*Task objective*: Restate the entries word for word, omitting nothing.

>>

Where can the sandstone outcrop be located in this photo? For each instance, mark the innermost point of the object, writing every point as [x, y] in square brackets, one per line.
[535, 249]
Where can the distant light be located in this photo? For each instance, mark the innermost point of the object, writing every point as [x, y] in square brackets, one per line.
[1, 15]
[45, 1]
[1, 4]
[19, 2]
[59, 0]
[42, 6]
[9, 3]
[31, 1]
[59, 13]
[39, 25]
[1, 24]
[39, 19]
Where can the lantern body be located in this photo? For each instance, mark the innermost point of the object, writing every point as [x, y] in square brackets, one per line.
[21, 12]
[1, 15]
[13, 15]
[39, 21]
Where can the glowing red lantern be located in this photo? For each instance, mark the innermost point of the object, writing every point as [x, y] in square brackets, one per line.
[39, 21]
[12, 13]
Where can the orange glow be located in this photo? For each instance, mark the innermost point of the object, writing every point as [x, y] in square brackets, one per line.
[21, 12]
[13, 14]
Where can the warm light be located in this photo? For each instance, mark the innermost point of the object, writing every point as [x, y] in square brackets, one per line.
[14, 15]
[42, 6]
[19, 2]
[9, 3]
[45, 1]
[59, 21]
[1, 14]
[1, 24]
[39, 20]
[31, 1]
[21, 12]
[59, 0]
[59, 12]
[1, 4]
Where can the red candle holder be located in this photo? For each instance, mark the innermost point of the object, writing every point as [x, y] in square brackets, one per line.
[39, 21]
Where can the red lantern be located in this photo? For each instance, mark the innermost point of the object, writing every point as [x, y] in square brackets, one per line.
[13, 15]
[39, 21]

<<

*Response to the exercise*:
Where can the sandstone outcrop be located in this photo? For each instance, mark the innermost point of the object, writing every point as [x, y] in square brackets, one per line.
[535, 249]
Where can the distant light be located in this photo? For each instance, mark the innermost point of the object, writing every point as [x, y] in square brackets, one per line.
[1, 15]
[45, 1]
[1, 4]
[19, 2]
[59, 0]
[42, 6]
[9, 3]
[31, 1]
[59, 13]
[39, 25]
[1, 24]
[39, 19]
Where can the lantern body be located in this photo? For each instance, mark the innermost point of the object, writing every point as [x, y] in square brackets, one per line.
[21, 12]
[1, 15]
[13, 15]
[39, 21]
Where can the glowing red lantern be located in this photo? For each instance, mark the innermost point of the object, writing every point as [x, y] in square brackets, one per line.
[39, 21]
[12, 13]
Where can the orange glow be located in this photo? For each instance, mark the innermost point of the object, writing every point as [x, y] in square brackets, one per line.
[21, 12]
[13, 14]
Where can the warm light be located in this photo? For each instance, mark the innermost point of the object, writing every point as [x, y] in square brackets, one per line.
[14, 15]
[42, 6]
[19, 2]
[9, 3]
[45, 1]
[59, 21]
[1, 14]
[1, 24]
[39, 20]
[31, 1]
[21, 12]
[59, 0]
[59, 12]
[1, 4]
Where can the red candle holder be located in this photo? For each instance, mark the innermost point of the object, writing every point as [x, y] in square brackets, one per line.
[39, 21]
Where can the red lantern be located in this photo? For each instance, mark the innermost point of the object, writing every point as [x, y] in square brackets, one per line.
[13, 15]
[39, 21]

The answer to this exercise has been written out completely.